Excerpt:

BEGIN


    According to an Oct. 18 press release, three faculty members from SB’s School of Marine and Atmospheric Sciences were recognized by the Nobel Prize Committee for their contributions to understanding and controlling global warming. These professors were among the more than 2000 global scientists serving on the Intergovernmental Panel on Climate Change (IPCC). The IPCC won the Nobel Peace Prize this year along with Al Gore, former vice president.

    Robert Cess, Ph.D., SB distinguished professor, published the first IPCC report discussing radiation and climate processes. He was lead author.

    Minghua Zhang, Ph.D., professor, contributed to the second IPCC report on climate models.

    Finally, Edmund Change, Ph.D., associate professor, published the fourth IPCC report. He was contributing author for this report, released in May 2007, which discussed climate variability.

    Additionally, Prasad Varanasi, Ph.D., professor, also contributed to research on infrared spectroscopy measurements of chlorofluorocarbons and the water vapor continuum, sponsored by the IPCC.

END

Collected data:
BEGIN

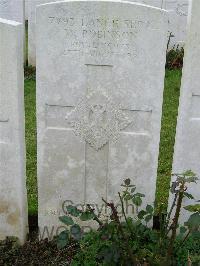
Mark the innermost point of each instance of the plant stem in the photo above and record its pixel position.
(175, 220)
(124, 214)
(120, 229)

END

Work item:
Could you quote the passage on the Nobel-recognized faculty word for word, between "Minghua Zhang, Ph.D., professor, contributed" and "by the IPCC.", inclusive?

Final answer:
Minghua Zhang, Ph.D., professor, contributed to the second IPCC report on climate models.

    Finally, Edmund Change, Ph.D., associate professor, published the fourth IPCC report. He was contributing author for this report, released in May 2007, which discussed climate variability.

    Additionally, Prasad Varanasi, Ph.D., professor, also contributed to research on infrared spectroscopy measurements of chlorofluorocarbons and the water vapor continuum, sponsored by the IPCC.